** What you have to do **
Reproduce the passage of the Kubernetes setup text below that lies between "The controlplane consists" and "execute routine tasks.", inclusive.

Setting up Kubernetes
Let's briefly go through the Kubernetes components before we deploy them. You can use the picture below for visualisation. Thanks to Lucas Käldström for creating this (@kubernetesonarm), used in his presentation on KubeCon.
Using rke, we can define 3 roles for our hosts:
control (controlplane)
The controlplane consists of all the master components. In rke the etcd role is specified separatately but can be placed on the same host as the controlplane. The API server is the frontend to your cluster, handling the API requests you run (for example, through the Kubernetes CLI client kubectl which we talk about later). The controlplane also runs the controller manager, which is responsible for running controllers that execute routine tasks.
etcd
The key-value store and the only component which has state, hence the term SSOT in the picture (Single Source of Truth). etcd needs quorum to operate, you can calculate quorum by using (n/2)+1 where n is the amount of members (which are usually hosts). This means for a production deployment, you would deploy at least 3 hosts with the etcd role. etcd will continue to function as long as it has quorum, so with 3 hosts with the etcd role you can have one host fail before you get in real trouble. Also make sure you have a backup plan for etcd.

** Given data **

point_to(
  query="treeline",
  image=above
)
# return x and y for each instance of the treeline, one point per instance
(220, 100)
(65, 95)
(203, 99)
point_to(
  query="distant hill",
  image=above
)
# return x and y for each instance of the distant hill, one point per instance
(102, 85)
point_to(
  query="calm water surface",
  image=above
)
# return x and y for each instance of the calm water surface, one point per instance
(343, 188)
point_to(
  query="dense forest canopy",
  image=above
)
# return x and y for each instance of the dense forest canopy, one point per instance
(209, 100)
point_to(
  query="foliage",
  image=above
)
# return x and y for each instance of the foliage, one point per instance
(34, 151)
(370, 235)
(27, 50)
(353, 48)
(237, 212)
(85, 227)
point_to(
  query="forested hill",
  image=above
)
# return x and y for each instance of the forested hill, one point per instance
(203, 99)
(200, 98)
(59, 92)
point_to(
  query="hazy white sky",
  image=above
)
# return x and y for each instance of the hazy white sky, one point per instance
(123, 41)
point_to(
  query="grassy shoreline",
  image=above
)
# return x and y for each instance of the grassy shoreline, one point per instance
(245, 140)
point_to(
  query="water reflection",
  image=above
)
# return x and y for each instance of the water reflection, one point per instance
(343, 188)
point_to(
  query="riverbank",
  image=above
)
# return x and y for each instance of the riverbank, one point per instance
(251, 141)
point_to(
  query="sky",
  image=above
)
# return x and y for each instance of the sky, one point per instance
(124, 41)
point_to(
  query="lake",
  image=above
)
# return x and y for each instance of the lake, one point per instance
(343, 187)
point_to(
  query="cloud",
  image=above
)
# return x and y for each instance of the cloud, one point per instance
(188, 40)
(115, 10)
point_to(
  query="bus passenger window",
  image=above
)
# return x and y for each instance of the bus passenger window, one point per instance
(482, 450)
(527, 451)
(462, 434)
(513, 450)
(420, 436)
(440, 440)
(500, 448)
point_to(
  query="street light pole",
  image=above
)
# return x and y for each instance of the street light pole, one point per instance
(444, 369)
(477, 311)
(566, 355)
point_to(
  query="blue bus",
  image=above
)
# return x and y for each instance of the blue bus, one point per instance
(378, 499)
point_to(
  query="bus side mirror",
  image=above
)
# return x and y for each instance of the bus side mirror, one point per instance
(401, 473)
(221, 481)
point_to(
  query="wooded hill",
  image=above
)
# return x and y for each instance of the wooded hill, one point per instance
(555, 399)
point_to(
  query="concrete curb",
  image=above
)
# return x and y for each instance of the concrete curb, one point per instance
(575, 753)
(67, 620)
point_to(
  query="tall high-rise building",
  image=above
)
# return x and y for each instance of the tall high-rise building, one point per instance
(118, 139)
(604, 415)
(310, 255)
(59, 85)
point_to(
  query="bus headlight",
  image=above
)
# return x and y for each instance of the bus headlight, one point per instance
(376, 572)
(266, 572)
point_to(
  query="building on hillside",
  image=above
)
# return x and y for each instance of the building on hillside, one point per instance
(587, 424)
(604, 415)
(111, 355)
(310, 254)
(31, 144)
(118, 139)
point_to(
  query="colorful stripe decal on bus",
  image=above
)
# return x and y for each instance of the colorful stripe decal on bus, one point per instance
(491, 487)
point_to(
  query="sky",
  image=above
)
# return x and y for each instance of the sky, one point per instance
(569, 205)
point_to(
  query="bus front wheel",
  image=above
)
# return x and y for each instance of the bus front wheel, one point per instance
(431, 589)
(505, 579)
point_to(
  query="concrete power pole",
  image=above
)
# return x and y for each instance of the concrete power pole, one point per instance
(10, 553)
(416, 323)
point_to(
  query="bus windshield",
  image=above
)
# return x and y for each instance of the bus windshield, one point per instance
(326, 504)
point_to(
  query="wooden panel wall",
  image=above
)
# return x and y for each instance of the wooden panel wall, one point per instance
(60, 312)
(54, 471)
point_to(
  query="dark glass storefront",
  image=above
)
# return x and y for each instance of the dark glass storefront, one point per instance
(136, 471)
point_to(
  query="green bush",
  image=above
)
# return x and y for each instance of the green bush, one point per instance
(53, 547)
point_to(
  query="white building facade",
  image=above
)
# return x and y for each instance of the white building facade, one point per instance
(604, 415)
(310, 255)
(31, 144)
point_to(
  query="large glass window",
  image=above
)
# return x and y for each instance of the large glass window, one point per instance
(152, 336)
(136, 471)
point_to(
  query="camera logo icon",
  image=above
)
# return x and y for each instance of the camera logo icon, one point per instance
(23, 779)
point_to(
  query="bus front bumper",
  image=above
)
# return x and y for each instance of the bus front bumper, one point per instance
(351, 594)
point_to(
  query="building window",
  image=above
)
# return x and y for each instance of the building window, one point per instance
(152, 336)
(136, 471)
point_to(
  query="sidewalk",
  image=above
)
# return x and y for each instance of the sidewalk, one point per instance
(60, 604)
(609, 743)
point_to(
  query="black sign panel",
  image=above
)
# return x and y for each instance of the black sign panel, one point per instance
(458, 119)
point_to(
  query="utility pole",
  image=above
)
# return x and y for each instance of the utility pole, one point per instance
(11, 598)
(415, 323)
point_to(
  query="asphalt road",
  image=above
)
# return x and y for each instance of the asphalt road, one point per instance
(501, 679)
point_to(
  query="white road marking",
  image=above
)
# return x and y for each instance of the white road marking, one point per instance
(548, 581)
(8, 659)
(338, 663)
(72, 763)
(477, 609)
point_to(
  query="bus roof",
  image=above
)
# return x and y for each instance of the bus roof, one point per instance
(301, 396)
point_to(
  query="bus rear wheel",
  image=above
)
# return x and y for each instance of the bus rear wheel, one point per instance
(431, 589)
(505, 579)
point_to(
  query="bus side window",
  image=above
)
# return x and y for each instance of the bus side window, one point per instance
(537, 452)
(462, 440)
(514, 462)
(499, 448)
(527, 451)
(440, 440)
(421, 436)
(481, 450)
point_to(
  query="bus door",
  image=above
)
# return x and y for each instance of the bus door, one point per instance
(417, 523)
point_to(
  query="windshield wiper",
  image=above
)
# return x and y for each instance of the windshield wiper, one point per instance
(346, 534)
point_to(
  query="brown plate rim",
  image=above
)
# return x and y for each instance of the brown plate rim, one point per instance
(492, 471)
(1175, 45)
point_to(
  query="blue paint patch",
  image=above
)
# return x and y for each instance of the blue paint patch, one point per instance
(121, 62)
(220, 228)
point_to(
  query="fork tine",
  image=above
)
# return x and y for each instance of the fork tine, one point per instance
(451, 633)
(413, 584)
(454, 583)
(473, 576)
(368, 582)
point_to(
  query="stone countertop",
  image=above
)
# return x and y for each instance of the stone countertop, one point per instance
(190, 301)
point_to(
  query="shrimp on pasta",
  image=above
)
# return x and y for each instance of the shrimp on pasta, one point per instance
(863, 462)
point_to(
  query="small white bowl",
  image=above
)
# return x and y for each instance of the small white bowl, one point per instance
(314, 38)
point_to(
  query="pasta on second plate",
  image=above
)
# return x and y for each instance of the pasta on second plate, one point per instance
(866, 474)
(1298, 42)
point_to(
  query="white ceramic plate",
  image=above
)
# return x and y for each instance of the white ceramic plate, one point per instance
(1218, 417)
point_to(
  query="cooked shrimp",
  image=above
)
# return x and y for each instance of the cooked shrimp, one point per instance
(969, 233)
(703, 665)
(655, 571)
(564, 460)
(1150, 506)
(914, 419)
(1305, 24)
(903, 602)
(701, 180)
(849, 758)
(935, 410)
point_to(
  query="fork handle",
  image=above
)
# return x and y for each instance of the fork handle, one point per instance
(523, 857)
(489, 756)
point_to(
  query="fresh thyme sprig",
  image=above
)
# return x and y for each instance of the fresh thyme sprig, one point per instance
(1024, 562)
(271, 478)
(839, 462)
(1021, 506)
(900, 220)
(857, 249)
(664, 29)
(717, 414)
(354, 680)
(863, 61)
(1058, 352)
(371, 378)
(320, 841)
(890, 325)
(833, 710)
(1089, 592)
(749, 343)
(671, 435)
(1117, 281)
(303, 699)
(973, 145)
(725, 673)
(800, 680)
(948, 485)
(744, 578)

** Answer in full **
The controlplane consists of all the master components. In rke the etcd role is specified separatately but can be placed on the same host as the controlplane. The API server is the frontend to your cluster, handling the API requests you run (for example, through the Kubernetes CLI client kubectl which we talk about later). The controlplane also runs the controller manager, which is responsible for running controllers that execute routine tasks.